* EXERCISE *
Find every line in the entries below that contains the string "fuselage", and copy each of those lines. The match is case-sensitive.

* RECORD SET *
----------

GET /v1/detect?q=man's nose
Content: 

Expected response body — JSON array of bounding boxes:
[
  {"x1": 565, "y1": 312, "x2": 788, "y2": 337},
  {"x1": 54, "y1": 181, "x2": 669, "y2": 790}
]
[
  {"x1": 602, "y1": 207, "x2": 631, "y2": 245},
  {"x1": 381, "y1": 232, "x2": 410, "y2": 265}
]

----------

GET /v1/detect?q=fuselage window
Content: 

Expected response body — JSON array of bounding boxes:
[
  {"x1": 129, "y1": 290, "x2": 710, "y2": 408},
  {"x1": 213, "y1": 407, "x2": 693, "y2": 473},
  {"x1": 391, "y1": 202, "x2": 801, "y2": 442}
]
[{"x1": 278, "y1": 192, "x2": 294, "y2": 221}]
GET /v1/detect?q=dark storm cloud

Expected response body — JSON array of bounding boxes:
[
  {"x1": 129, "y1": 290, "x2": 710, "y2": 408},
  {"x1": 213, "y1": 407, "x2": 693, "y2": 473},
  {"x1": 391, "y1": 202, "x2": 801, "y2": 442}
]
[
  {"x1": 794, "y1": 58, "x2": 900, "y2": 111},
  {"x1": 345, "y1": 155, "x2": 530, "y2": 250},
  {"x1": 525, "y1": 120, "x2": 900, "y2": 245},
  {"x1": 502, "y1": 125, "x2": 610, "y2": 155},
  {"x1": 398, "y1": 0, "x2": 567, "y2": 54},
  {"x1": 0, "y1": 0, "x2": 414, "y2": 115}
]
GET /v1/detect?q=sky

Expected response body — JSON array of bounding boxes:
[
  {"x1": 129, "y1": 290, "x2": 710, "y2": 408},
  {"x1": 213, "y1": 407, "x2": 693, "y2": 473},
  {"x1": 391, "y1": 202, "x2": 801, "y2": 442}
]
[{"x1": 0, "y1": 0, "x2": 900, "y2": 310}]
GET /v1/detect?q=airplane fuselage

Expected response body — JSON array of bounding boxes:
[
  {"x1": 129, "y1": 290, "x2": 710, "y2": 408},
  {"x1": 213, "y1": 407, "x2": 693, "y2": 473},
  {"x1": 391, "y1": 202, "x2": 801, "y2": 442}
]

----------

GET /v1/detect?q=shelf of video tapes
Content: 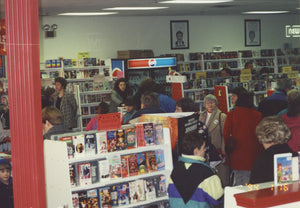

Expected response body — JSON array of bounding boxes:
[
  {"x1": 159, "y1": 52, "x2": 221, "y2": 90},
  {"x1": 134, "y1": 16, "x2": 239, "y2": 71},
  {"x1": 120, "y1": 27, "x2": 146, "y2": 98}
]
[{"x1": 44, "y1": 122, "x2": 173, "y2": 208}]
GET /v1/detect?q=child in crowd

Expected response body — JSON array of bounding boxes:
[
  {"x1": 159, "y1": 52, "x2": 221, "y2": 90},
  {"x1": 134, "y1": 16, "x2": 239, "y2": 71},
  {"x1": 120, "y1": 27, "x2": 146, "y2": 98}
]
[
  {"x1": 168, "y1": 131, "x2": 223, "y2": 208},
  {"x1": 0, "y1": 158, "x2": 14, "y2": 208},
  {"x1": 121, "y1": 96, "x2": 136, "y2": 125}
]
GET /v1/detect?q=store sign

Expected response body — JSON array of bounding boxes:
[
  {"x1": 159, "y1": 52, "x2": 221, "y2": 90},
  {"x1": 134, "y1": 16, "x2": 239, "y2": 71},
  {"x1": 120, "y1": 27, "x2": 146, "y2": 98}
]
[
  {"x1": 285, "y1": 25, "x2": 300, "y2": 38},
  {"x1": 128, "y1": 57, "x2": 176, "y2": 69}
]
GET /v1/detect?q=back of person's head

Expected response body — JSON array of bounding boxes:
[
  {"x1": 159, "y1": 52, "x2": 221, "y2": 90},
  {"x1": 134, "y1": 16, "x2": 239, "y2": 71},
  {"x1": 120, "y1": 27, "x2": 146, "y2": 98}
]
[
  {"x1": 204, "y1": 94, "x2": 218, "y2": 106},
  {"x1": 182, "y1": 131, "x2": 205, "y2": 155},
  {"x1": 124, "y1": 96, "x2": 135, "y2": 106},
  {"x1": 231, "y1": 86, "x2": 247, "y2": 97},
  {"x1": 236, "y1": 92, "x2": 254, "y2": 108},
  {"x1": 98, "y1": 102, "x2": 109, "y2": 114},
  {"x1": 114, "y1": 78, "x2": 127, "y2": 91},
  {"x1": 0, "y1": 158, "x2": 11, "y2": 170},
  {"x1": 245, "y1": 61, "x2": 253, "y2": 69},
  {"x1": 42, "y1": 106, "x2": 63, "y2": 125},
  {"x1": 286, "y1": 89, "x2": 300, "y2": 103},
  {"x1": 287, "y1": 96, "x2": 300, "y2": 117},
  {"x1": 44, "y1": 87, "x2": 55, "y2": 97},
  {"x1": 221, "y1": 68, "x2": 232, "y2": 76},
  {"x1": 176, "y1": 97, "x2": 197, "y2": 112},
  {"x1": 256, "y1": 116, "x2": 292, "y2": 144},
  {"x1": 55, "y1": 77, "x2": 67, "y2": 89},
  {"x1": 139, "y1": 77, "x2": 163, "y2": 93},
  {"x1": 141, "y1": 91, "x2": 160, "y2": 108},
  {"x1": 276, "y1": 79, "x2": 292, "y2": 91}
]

----------

* ANSWER TO THIS TASK *
GET /v1/detect?q=fuselage window
GET /v1/detect?q=airplane fuselage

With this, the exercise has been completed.